_What you need to do_
Beginning at the line that contains "Return results as", transcribe the remaining lines of the listing exactly; include the final line and omit everything before.

_Supplied data_
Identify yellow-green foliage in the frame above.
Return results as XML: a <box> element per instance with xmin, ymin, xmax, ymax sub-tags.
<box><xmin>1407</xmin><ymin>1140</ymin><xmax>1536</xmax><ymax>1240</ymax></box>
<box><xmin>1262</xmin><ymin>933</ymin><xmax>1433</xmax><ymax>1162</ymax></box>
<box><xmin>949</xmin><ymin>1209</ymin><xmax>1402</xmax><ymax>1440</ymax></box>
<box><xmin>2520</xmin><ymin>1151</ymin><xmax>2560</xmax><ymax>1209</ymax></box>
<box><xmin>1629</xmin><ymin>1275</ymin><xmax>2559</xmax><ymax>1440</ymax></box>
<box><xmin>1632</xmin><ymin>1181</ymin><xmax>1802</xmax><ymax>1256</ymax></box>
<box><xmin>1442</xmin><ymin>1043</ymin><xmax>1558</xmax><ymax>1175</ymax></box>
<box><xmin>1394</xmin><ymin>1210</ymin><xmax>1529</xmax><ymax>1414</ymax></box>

_Written reply_
Return results as XML: a <box> element per instance with xmin, ymin, xmax, ymax sub-tags.
<box><xmin>1407</xmin><ymin>1140</ymin><xmax>1536</xmax><ymax>1240</ymax></box>
<box><xmin>1262</xmin><ymin>933</ymin><xmax>1433</xmax><ymax>1162</ymax></box>
<box><xmin>949</xmin><ymin>1209</ymin><xmax>1402</xmax><ymax>1440</ymax></box>
<box><xmin>2520</xmin><ymin>1151</ymin><xmax>2560</xmax><ymax>1209</ymax></box>
<box><xmin>1629</xmin><ymin>1275</ymin><xmax>2559</xmax><ymax>1440</ymax></box>
<box><xmin>1632</xmin><ymin>1181</ymin><xmax>1802</xmax><ymax>1256</ymax></box>
<box><xmin>1442</xmin><ymin>1043</ymin><xmax>1558</xmax><ymax>1175</ymax></box>
<box><xmin>1394</xmin><ymin>1210</ymin><xmax>1529</xmax><ymax>1414</ymax></box>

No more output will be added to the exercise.